EXERCISE:
Lay out the entries below as a JSON list of strings, one string per line with blank lines left out, beginning with the line that contains "the tomato plant" and running through the last line of the entries.

(Records from a collection)
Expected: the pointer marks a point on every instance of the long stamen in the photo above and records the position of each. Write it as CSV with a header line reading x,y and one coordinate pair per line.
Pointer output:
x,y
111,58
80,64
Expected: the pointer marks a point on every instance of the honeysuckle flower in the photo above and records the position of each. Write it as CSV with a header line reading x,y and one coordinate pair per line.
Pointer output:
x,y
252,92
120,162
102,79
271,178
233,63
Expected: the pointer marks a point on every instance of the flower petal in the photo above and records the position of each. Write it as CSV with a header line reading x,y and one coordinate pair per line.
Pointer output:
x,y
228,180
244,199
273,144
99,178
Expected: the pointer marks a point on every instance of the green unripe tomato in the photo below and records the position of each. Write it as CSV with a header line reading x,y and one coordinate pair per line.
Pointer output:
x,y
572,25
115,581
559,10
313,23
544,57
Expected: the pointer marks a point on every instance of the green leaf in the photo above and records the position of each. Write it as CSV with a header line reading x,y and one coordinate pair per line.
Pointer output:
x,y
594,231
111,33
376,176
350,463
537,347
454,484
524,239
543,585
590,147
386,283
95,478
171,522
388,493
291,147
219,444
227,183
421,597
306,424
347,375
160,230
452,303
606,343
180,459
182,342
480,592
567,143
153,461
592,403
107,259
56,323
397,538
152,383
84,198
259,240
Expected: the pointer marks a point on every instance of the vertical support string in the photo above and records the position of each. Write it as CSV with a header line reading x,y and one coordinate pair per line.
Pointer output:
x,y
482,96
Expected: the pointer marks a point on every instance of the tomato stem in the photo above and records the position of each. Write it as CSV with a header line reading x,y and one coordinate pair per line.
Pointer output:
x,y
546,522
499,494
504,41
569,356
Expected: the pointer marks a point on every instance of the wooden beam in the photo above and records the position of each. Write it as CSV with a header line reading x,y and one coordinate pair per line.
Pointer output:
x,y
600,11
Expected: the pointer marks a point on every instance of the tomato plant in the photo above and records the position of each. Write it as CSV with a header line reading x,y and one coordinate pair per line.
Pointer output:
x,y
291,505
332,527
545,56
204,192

RESPONSE FOR THIS EXERCISE:
[
  "Expected: the pointer marks a point on every instance of the tomato plant in the photo above and records the position of each. Write it as CSV with a header line reading x,y and one coordinate pair per line.",
  "Pointer output:",
  "x,y",
  "291,505",
  "332,527",
  "545,56",
  "204,192"
]